* Exercise requirements *
**a)** In the multiple sclerosis text, restate the paragraph beginning "By the time she and Nesbitt had a second daughter" as a short bulleted list that keeps its main facts.
**b)** Continue the text about Courtney Lee's multiple sclerosis, picking up after its final sentence.

BEGIN Provided text

Imagine losing the ability to do the everyday tasks and chores of daily life — caring for your children, driving to the grocery store, or carrying a basket of laundry upstairs. Multiple Sclerosis becomes front and centre. Life must revolve around managing and coping with it. The good news is that new treatment options are changing that. Patients and their caregivers are being able to reclaim their lives.

A terrifying diagnosis for a young mother

Meet Courtney Lee, a 25-year-old mother of two living in Oshawa, Ontario. She is surrounded by a close family, including two sisters and her fiancé, Joe Nesbitt, 28. Their lives were turned upside down with the news that Lee had multiple sclerosis. What started in 2010 with a pain in her left eye evolved into a saga involving multiple doctors, a litany of tests, and months of uncertainty before she received a firm diagnosis from a neurologist.

Lee remembers that day well. “I was at my appointment with my mother, who is a personal health care worker, and my sister, a nurse. They were hysterical when they heard. Both health care professionals, they knew the rough time ahead of me. We were terrified.”

Pumpkin picking and a wagon ride at the farm with Lee’s daughters, Marion (middle) and Paytin (bottom right), and their friend, Ryleigh (bottom left).

By the time she and Nesbitt had a second daughter, Lee’s condition had worsened. Numbness in her legs had turned into serious mobility issues, as walking became difficult. Her balance and stability were compromised, and she could no longer take care of her infant daughter.

“I had to watch my daughter’s condition deteriorate,” recalls Lee’s mom, Joanne. “She couldn’t support her own body weight. She couldn’t hold her baby and I could see her body shrinking as she lost muscle mass.”

The family and Lee’s partner responded by creating a schedule of care to ensure she would not be home alone with her newborn. They cooked, cleaned, ran errands, and changed diapers. It was exhausting.

“She’s worth it,” says Nesbitt, who learned of Lee’s condition a year after they started dating. “She told me that she wouldn’t hold it against me, if I wanted to end things because of her MS. But I wasn’t going anywhere.” Recently, the couple bought a two-storey home and are now planning a wedding. And most importantly, Lee is well again.

New and innovative drugs deliver hope

In the early stages of her disease, Lee was being treated with daily injections. “They stopped being effective after I had my daughter,” she says. “I was having episodes and I couldn’t feel my legs. I feared I’d lose my mobility altogether.”

END Provided text
BEGIN Information given

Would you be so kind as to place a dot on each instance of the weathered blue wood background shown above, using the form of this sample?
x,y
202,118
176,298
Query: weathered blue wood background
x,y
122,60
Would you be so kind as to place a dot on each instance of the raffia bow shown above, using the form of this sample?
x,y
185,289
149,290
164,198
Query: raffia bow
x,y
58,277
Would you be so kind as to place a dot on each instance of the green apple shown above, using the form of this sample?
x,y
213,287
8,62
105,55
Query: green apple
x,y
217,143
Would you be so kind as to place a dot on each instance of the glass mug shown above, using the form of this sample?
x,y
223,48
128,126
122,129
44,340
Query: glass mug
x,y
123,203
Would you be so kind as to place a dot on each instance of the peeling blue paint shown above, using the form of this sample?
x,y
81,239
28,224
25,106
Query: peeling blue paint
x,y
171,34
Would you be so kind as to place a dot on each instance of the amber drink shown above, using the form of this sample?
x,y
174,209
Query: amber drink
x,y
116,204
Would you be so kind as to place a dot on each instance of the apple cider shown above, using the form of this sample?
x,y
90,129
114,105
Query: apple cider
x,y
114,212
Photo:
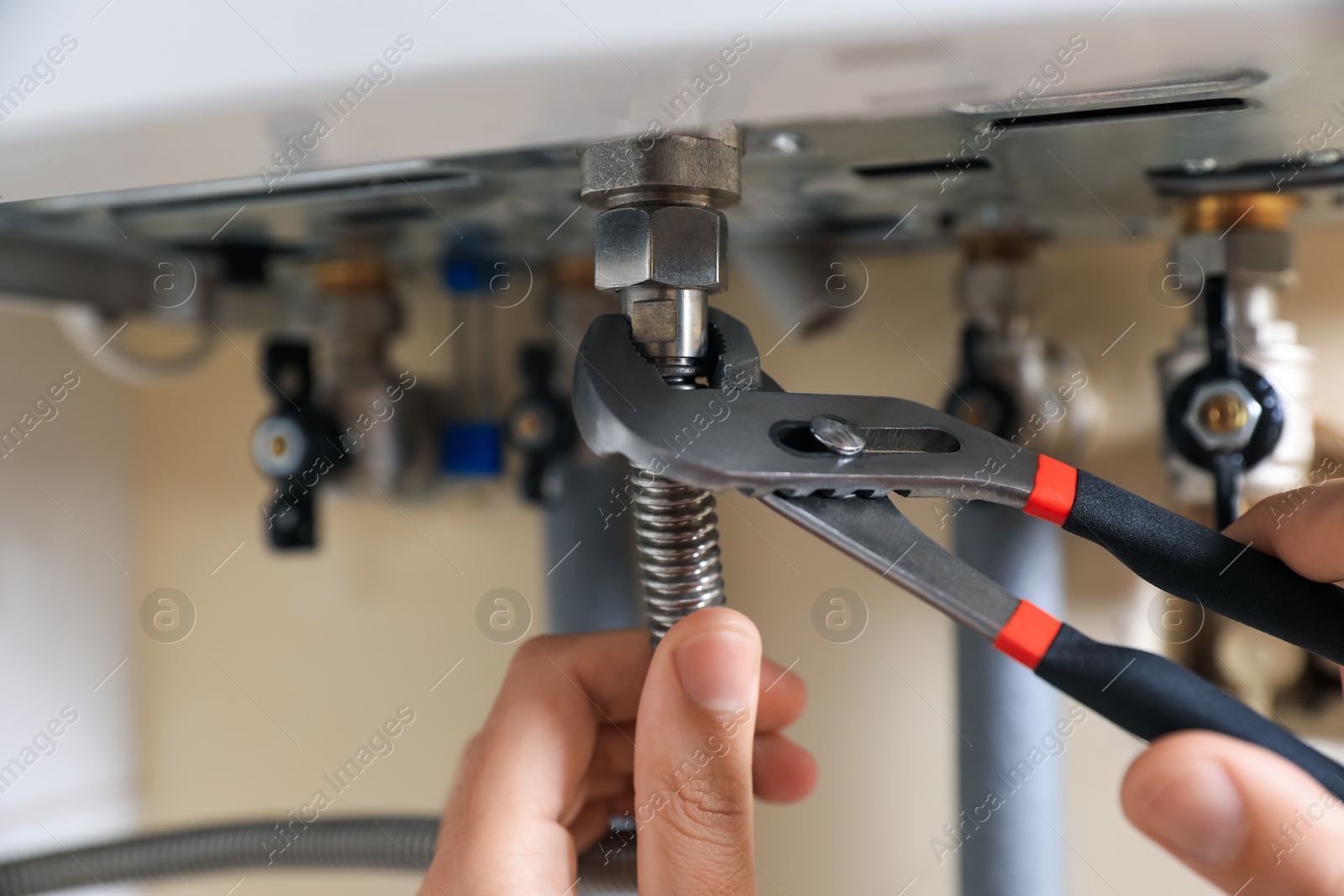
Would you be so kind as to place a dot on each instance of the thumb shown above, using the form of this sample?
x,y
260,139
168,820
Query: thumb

END Information given

* Answers by task *
**a)**
- Lee's condition had worsened by the time she and Nesbitt had a second daughter.
- Numbness in her legs had become serious mobility trouble, and walking was difficult.
- Her balance and stability were impaired.
- She could no longer care for her infant daughter.

**b)**
Her doctor recommended a newly available drug infusion taken intravenously for five days in the first year, and three days in the second year, a dosing regimen that is highly unique for multiple sclerosis treatments. The medication has a very unique mode of action, and was designed to slow the progression of the disease, almost like pressing a pause button for the condition.

“I was having episodes and I couldn’t feel my legs. I feared I’d lose my mobility altogether.”

Within a month on the new drug, Lee went from almost being in a wheelchair to running and playing soccer again. “Not in a million years did I expect what the treatment could do for me,” Lee says. Lee’s mom was stunned by the results. “The drug gave her back her life. She can now do everything she could do before her diagnosis. I look at her every day and I smile.”

For Nesbitt, the treatment allowed him to get his fiancée back. “At times, I felt like I had another child,” he says. “Today, she’s the person I first met. There are no words to describe how good it feels.”

Major advancements in MS treatment

“These types of success stories are not unheard of,” says Dr. Anthony Traboulsee, a neurologist, Director of UBC Hospital MS Clinic and MS Society of Canada Research Chair who has been working with multiple sclerosis patients for 15 years. Over that time, he has seen remarkable changes in its treatment. “It’s exciting to see people with a terrible disease doing so well,” he says. “They feel confident, and even go back to work and [are able to] forget about their disease.”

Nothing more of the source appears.